Reproduce, with no changes, the line that contains "Query: tree trunk" and all the lines that come after it in the records.

▶ _Dataset extract_:
----

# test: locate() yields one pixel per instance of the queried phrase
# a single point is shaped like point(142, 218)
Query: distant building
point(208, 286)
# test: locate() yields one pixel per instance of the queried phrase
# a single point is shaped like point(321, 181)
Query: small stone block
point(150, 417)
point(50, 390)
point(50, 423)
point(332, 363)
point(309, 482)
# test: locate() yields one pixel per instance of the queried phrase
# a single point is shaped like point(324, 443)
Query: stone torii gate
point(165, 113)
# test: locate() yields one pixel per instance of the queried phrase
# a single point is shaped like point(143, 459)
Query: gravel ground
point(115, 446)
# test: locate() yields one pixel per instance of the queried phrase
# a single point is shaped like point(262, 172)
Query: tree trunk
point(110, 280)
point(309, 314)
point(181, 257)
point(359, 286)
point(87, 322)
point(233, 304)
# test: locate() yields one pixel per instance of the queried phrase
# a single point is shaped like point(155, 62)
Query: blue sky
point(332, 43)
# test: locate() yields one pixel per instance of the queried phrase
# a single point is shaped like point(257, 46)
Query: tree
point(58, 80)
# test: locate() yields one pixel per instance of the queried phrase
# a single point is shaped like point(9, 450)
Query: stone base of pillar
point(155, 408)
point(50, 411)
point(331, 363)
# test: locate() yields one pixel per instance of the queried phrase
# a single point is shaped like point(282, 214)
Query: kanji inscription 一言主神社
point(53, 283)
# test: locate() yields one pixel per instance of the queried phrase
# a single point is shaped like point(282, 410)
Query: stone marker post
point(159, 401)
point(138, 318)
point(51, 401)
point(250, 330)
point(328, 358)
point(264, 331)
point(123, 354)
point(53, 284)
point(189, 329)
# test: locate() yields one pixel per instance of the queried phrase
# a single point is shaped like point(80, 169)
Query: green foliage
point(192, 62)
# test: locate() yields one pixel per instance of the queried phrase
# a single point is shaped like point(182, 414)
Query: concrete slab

----

▶ _Solved exercise_:
Query: tree trunk
point(110, 280)
point(309, 314)
point(181, 257)
point(359, 286)
point(87, 322)
point(233, 304)
# test: locate() yields one pixel per instance of the queried phrase
# a single point is shaped like point(155, 62)
Query: blue sky
point(332, 43)
# test: locate() yields one pixel per instance of the queried phrase
# a single point is shaped like point(257, 46)
Query: tree
point(58, 80)
# test: locate() yields one pixel per instance of the queried phrase
# a single point is shaped like point(9, 450)
Query: stone base of pillar
point(155, 408)
point(50, 411)
point(331, 363)
# test: locate() yields one pixel per instance of the queried phrase
# a single point is shaped like point(282, 214)
Query: kanji inscription 一言主神社
point(53, 283)
# test: locate() yields one pixel per instance of the queried phrase
# a single point is shaped like point(282, 410)
Query: stone marker post
point(159, 401)
point(138, 318)
point(51, 401)
point(250, 330)
point(328, 358)
point(264, 331)
point(123, 354)
point(53, 284)
point(189, 329)
# test: locate() yields one pixel per instance of the queried phrase
# a single point is shaped like point(80, 169)
Query: green foliage
point(192, 62)
# test: locate() yields one pixel per instance of the queried phrase
# a single point is shaped like point(182, 414)
Query: concrete slab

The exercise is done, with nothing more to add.